─── DATASET EXTRACT

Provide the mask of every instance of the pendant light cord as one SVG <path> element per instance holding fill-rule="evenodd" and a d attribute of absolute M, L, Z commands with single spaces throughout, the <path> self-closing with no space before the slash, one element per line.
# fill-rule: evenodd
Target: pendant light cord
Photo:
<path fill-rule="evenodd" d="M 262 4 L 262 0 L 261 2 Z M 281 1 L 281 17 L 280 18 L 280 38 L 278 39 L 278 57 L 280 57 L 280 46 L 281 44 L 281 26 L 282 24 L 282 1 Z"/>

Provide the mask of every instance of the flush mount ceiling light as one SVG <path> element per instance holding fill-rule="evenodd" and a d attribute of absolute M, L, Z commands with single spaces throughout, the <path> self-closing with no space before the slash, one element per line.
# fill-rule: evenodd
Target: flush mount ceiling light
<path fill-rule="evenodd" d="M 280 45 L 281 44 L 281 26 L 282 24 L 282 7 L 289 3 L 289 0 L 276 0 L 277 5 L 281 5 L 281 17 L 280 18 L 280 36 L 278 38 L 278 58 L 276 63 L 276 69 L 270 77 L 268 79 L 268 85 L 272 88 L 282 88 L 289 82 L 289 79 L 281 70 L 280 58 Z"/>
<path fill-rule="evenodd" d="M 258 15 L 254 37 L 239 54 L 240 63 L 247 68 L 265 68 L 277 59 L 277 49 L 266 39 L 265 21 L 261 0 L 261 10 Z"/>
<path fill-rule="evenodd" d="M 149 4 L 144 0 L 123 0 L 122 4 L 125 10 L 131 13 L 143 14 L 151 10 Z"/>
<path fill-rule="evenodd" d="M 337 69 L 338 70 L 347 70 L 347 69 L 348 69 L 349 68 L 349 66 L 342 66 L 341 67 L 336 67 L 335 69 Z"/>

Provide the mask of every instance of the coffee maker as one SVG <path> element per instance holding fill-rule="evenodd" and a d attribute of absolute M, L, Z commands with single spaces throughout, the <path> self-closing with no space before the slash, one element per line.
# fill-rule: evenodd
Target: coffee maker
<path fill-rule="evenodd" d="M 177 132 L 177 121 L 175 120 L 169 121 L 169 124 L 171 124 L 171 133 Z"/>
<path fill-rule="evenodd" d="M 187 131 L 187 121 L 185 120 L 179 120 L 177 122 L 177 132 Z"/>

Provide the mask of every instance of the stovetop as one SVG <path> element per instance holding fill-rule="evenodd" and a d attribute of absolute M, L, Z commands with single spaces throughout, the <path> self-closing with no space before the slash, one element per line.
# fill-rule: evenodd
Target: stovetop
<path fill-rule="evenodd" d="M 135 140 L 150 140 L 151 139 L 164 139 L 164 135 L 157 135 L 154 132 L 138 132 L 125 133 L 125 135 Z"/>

──────

WHAT TO DO: Please output every line of the items above as a JSON list of strings, with one string per line and blank lines left out.

TASK ANSWER:
[
  "Provide the mask of every instance of the pendant light cord as one SVG <path> element per instance holding fill-rule=\"evenodd\" and a d attribute of absolute M, L, Z commands with single spaces throughout, the <path> self-closing with no space before the slash, one element per line.",
  "# fill-rule: evenodd",
  "Target: pendant light cord",
  "Photo:",
  "<path fill-rule=\"evenodd\" d=\"M 262 4 L 262 0 L 261 2 Z M 281 1 L 281 17 L 280 18 L 280 38 L 278 39 L 278 57 L 280 57 L 280 46 L 281 44 L 281 26 L 282 24 L 282 1 Z\"/>",
  "Provide the mask of every instance of the flush mount ceiling light as one SVG <path> element per instance holding fill-rule=\"evenodd\" and a d attribute of absolute M, L, Z commands with single spaces throughout, the <path> self-closing with no space before the slash, one element per line.",
  "# fill-rule: evenodd",
  "Target: flush mount ceiling light",
  "<path fill-rule=\"evenodd\" d=\"M 280 45 L 281 44 L 281 26 L 282 24 L 282 7 L 289 3 L 289 0 L 276 0 L 277 5 L 281 5 L 281 17 L 280 18 L 280 36 L 278 38 L 278 58 L 276 63 L 276 69 L 270 77 L 268 79 L 268 85 L 272 88 L 282 88 L 289 82 L 289 79 L 281 70 L 280 58 Z\"/>",
  "<path fill-rule=\"evenodd\" d=\"M 258 15 L 254 37 L 239 54 L 240 63 L 247 68 L 265 68 L 277 59 L 277 49 L 266 39 L 265 21 L 261 0 L 261 10 Z\"/>",
  "<path fill-rule=\"evenodd\" d=\"M 149 4 L 144 0 L 123 0 L 122 4 L 125 10 L 131 13 L 143 14 L 151 10 Z\"/>",
  "<path fill-rule=\"evenodd\" d=\"M 337 69 L 338 70 L 347 70 L 347 69 L 348 69 L 349 68 L 349 66 L 342 66 L 341 67 L 336 67 L 335 69 Z\"/>",
  "Provide the mask of every instance of the coffee maker as one SVG <path> element per instance holding fill-rule=\"evenodd\" and a d attribute of absolute M, L, Z commands with single spaces throughout, the <path> self-closing with no space before the slash, one element per line.",
  "# fill-rule: evenodd",
  "Target: coffee maker",
  "<path fill-rule=\"evenodd\" d=\"M 177 132 L 177 121 L 175 120 L 169 121 L 169 124 L 171 124 L 171 133 Z\"/>",
  "<path fill-rule=\"evenodd\" d=\"M 187 131 L 187 121 L 185 120 L 179 120 L 177 122 L 177 132 Z\"/>",
  "Provide the mask of every instance of the stovetop as one SVG <path> element per instance holding fill-rule=\"evenodd\" and a d attribute of absolute M, L, Z commands with single spaces throughout, the <path> self-closing with no space before the slash, one element per line.",
  "# fill-rule: evenodd",
  "Target: stovetop",
  "<path fill-rule=\"evenodd\" d=\"M 135 140 L 150 140 L 151 139 L 164 139 L 164 135 L 157 135 L 154 132 L 138 132 L 125 133 L 125 135 Z\"/>"
]